» **Document text**:
———

Thank you, Luciano, Shixiong.
I thought the "_2.11" part referred to the Kafka version - an
unfortunate coincidence.
Indeed
spark-submit --jars spark-streaming-kafka-assembly_2.10-1.5.2.jar
my_kafka_streaming_wordcount.py
OR
spark-submit --packages
org.apache.spark:spark-streaming-kafka_2.10:1.5.2
my_kafka_streaming_wordcount.py
Worked, however, it needed another amendment:
lines = KafkaUtils.createStream(ssc, "localhost:2181",
"consumer-group", {"test": 1})
creates the D-stream with no error, but
lines = KafkaUtils.createDirectStream(ssc, ["test"],
{"metadata.broker.list":"localhost:1281"})
produces a
Py4JJavaError: An error occurred while calling o29.createDirectStream.
: org.apache.spark.SparkException:
java.nio.channels.ClosedChannelException
at
org.apache.spark.streaming.kafka.KafkaCluster$$anonfun$checkErrors$1.apply(KafkaCluster.scala:366)
at
org.apache.spark.streaming.kafka.KafkaCluster$$anonfun$checkErrors$1.apply(KafkaCluster.scala:366)
at scala.util.Either.fold(Either.scala:97)
at
org.apache.spark.streaming.kafka.KafkaCluster$.checkErrors(KafkaCluster.scala:365)
at
org.apache.spark.streaming.kafka.KafkaUtils$.createDirectStream(KafkaUtils.scala:422)
at
org.apache.spark.streaming.kafka.KafkaUtils$.createDirectStream(KafkaUtils.scala:532)
at
org.apache.spark.streaming.kafka.KafkaUtilsPythonHelper.createDirectStream(KafkaUtils.scala:614)
.... /more lines here ....
/
I am mentioning it, in case anyone else lands in the list archives
trying to run a simple PySpark Streaming, Kafka Hello World.
Best Regards
Chris M.

———

» **Tasks and exercises**:
• a. In the post, what did the writer mistakenly think the "_2.11" part referred to?
• b. Sum up the post in two sentences.
• c. List every distinct Scala source file named in the error trace in the post.

» **Collected data**:

———

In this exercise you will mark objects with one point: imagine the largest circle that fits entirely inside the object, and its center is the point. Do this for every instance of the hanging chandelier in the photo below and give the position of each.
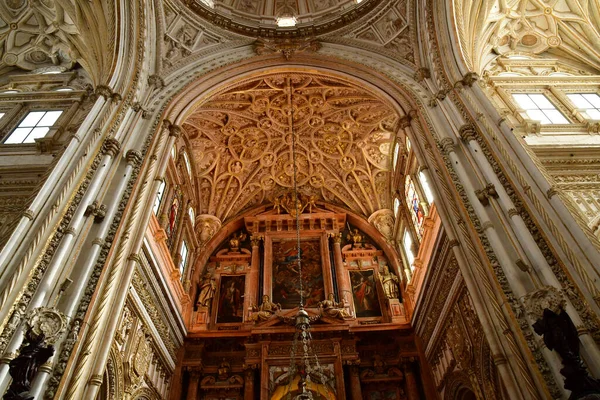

———

» **Solutions below**:
• a. The Kafka version.

• b. Running spark-submit with either the Kafka assembly jar through --jars or the Kafka package through --packages worked, though the script needed another change. KafkaUtils.createStream made the D-stream with no error, but KafkaUtils.createDirectStream threw a Py4JJavaError with a ClosedChannelException, and the writer shares this for anyone trying a simple PySpark Streaming Kafka Hello World.

• c. KafkaCluster.scala, Either.scala, KafkaUtils.scala